本文 —
"""
今回、トロントの第4分署は、アルフレッド王子の警護に当たります。
しかし、その前に女性の他殺死体が発見されたので、そちらの捜査も並行して行われます。
アルフレッド(Alfred)王子は、第3代ザクセン=コーブルク=ゴータ公 で、1900年没だそうですから、この暗殺未遂事件の後(『刑事マードックの捜査ファイル』は19世紀の終わり頃の物語です。)すぐお亡くなりになったのですね。
日本との関係では、明治維新から間もない1869年に来日されています。
(欧米諸国の王族が日本を訪問したのはこの時が初めてとされているそうです。)
今回の事件では、アルフレッド王子暗殺阻止任務と、若い女性殺害事件捜査とが突然重なり、緊張感が盛り上がります。
重なったとされる事実の一つが、被害者(若い女性)が生前に持っていた聖書でした。
この聖書の背表紙が折ってあって、あるページがすぐ開けます。そのページの余白には何か書いた跡が残っていて、鉛筆でその溝になった部分をこすってみると「Sic Samer Tyrannis.」という文章が現れました。
これは、観劇中のリンカーン大統領を銃撃したにジョン・ウルクス・ブースが、舞台に飛び降りナイフをかかげ、観客に向かって「シク・センペル・ティラニス(ラテン語:専制者は常にかくのごとし)」と叫んだ言葉と同じです(リンカーン大統領は翌日死亡。)。
ブースがリンカーンのことを「専制者」(独裁政治との違い 専制政治とは、「身分的支配層が被治者と無関係に営む統治」です。 それに対して独裁政治とは、形式上は国民の大多数の支持による民主的手続きにより、身分が同一である独裁者へ権力が付託されます。)と呼んだのは次の理由のようだと呼んだことがあります。
「ブースは、北軍が南部のアメリカ連合国(南軍を形成)に勝利したことから、リンカーンが南部の共和制を廃止し絶対君主制をもたらすのではないかとの危惧を持ち、リンカーンをジュリアス・シーザー(ガイウス・ユリウス・カエサル Gius Juius Caesar。古代ローマの将軍・政治家。独裁者の地位に就いたが、反抗者によって暗殺されました。)と同じように暗殺すべきと考えた。」
ブースにとってのアメリカ合衆国軍(北軍)と同様に、被害者(若い女性)にとって、イングランドは倒すべき相手だったのでしょう。
"""
課題 1 —
エントリーのうち、「Now your task is to locate the pink」を含む行で始まり「[808,113,871,289]」を含む行で終わる部分を、一字も変えずに出力せよ。最初と最後の行も含めること。
本文とエントリーの内容には何の関係もない。

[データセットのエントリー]
"""
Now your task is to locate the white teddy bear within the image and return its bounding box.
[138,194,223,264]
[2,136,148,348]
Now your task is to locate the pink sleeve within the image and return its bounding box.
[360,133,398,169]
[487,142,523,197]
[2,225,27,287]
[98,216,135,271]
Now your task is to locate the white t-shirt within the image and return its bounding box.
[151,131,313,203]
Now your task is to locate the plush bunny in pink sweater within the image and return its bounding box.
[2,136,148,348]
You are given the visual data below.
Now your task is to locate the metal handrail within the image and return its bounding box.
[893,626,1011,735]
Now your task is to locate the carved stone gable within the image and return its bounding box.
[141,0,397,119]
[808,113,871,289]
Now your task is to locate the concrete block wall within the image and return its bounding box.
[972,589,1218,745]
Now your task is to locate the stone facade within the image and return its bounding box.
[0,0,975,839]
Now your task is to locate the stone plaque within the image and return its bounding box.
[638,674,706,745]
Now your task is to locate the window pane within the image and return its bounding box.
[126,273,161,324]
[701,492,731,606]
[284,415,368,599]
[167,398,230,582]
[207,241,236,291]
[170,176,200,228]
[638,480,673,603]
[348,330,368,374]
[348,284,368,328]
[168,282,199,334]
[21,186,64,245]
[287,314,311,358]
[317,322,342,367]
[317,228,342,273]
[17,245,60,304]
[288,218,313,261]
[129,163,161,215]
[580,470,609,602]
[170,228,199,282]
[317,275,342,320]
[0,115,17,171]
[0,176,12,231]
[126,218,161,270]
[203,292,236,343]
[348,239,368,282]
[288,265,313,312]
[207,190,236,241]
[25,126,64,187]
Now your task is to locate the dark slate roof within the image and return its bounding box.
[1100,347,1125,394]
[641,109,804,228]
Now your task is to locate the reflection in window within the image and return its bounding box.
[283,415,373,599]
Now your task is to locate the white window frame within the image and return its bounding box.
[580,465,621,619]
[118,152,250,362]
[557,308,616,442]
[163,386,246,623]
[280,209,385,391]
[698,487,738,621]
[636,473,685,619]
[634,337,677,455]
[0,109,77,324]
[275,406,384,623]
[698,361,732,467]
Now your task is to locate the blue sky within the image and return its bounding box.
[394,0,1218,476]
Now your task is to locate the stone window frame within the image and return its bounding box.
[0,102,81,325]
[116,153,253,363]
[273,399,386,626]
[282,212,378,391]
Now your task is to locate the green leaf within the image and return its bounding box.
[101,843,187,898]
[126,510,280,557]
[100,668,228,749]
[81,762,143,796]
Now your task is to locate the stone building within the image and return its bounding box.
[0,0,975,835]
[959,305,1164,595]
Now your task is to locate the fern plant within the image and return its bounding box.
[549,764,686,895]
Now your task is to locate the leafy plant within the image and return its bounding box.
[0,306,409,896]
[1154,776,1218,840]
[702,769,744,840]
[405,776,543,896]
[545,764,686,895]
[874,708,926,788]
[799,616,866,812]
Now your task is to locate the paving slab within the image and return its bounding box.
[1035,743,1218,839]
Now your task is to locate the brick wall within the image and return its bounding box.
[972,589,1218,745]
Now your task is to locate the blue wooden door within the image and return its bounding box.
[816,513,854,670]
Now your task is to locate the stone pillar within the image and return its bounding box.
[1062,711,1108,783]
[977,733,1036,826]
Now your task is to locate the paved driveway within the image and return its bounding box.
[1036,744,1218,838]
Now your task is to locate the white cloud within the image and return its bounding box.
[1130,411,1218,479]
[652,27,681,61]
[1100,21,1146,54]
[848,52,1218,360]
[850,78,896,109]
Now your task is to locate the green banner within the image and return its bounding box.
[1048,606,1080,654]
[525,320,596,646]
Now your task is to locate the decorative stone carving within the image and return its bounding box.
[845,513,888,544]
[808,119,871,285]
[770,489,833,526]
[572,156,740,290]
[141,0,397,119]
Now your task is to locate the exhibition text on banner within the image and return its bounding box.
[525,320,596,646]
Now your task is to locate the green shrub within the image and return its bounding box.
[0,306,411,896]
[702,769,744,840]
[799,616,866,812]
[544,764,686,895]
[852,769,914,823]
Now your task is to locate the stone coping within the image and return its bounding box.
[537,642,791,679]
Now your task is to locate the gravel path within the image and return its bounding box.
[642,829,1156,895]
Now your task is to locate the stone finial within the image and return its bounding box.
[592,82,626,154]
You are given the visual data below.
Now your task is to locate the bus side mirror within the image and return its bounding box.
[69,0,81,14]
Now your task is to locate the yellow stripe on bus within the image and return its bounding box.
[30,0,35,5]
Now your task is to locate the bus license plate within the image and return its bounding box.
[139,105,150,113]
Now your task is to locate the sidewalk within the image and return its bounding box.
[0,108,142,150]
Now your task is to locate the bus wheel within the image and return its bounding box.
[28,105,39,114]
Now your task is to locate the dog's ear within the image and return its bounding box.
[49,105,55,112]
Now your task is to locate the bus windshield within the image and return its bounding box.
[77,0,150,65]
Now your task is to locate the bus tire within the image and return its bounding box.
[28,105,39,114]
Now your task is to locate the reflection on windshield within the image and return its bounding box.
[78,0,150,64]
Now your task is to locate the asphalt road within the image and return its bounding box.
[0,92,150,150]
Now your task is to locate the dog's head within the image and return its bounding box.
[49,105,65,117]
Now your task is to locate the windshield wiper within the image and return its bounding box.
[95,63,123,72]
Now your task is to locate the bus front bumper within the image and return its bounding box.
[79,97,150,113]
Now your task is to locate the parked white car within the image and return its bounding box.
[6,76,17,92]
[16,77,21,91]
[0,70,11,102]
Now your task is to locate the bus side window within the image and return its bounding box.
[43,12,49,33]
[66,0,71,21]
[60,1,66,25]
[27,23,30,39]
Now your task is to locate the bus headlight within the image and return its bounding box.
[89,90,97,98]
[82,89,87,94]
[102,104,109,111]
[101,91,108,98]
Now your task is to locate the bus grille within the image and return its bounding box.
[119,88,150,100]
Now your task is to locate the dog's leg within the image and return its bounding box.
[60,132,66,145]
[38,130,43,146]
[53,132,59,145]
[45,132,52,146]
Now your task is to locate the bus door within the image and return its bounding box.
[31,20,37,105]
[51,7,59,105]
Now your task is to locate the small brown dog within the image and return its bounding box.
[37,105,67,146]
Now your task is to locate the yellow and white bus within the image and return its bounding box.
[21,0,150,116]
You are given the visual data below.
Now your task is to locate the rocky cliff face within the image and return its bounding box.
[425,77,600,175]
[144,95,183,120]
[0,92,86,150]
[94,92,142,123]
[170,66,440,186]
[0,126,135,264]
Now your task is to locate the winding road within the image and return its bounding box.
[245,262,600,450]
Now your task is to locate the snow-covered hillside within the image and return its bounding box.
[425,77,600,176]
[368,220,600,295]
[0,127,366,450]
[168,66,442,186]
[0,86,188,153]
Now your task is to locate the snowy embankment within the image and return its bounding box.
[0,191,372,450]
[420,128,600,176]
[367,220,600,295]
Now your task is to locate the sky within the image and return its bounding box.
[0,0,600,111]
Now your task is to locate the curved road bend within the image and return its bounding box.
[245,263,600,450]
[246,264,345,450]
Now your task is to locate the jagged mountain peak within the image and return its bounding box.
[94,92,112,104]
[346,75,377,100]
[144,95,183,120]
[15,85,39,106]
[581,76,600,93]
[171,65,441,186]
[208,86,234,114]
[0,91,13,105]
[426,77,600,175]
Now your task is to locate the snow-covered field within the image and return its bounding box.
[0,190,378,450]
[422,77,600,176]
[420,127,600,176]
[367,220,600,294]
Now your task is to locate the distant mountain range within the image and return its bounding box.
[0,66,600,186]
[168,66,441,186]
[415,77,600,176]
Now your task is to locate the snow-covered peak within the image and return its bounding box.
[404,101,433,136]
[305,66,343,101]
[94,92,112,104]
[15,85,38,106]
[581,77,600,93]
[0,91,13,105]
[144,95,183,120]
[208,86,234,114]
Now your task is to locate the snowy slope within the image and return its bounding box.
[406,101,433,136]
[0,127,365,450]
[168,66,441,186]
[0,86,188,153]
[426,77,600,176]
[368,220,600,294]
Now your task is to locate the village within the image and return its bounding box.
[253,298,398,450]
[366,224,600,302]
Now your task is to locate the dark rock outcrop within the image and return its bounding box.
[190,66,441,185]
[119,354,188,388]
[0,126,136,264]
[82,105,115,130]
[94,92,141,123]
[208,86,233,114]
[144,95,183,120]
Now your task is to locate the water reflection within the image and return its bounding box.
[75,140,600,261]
"""
課題 2 —
本文から、「日本との関係では、明治維新から間もない1869年に来日されています。」という語句を含む箇所で始まり「すべき相手だったのでしょう。」という語句を含む箇所で終わる部分を、一字も変えずに返してください。

期待される出力 1 —
Now your task is to locate the pink sleeve within the image and return its bounding box.
[360,133,398,169]
[487,142,523,197]
[2,225,27,287]
[98,216,135,271]
Now your task is to locate the white t-shirt within the image and return its bounding box.
[151,131,313,203]
Now your task is to locate the plush bunny in pink sweater within the image and return its bounding box.
[2,136,148,348]
You are given the visual data below.
Now your task is to locate the metal handrail within the image and return its bounding box.
[893,626,1011,735]
Now your task is to locate the carved stone gable within the image and return its bounding box.
[141,0,397,119]
[808,113,871,289]

期待される出力 2 —
日本との関係では、明治維新から間もない1869年に来日されています。
(欧米諸国の王族が日本を訪問したのはこの時が初めてとされているそうです。)
今回の事件では、アルフレッド王子暗殺阻止任務と、若い女性殺害事件捜査とが突然重なり、緊張感が盛り上がります。
重なったとされる事実の一つが、被害者(若い女性)が生前に持っていた聖書でした。
この聖書の背表紙が折ってあって、あるページがすぐ開けます。そのページの余白には何か書いた跡が残っていて、鉛筆でその溝になった部分をこすってみると「Sic Samer Tyrannis.」という文章が現れました。
これは、観劇中のリンカーン大統領を銃撃したにジョン・ウルクス・ブースが、舞台に飛び降りナイフをかかげ、観客に向かって「シク・センペル・ティラニス(ラテン語:専制者は常にかくのごとし)」と叫んだ言葉と同じです(リンカーン大統領は翌日死亡。)。
ブースがリンカーンのことを「専制者」(独裁政治との違い 専制政治とは、「身分的支配層が被治者と無関係に営む統治」です。 それに対して独裁政治とは、形式上は国民の大多数の支持による民主的手続きにより、身分が同一である独裁者へ権力が付託されます。)と呼んだのは次の理由のようだと呼んだことがあります。
「ブースは、北軍が南部のアメリカ連合国(南軍を形成)に勝利したことから、リンカーンが南部の共和制を廃止し絶対君主制をもたらすのではないかとの危惧を持ち、リンカーンをジュリアス・シーザー(ガイウス・ユリウス・カエサル Gius Juius Caesar。古代ローマの将軍・政治家。独裁者の地位に就いたが、反抗者によって暗殺されました。)と同じように暗殺すべきと考えた。」
ブースにとってのアメリカ合衆国軍(北軍)と同様に、被害者(若い女性)にとって、イングランドは倒すべき相手だったのでしょう。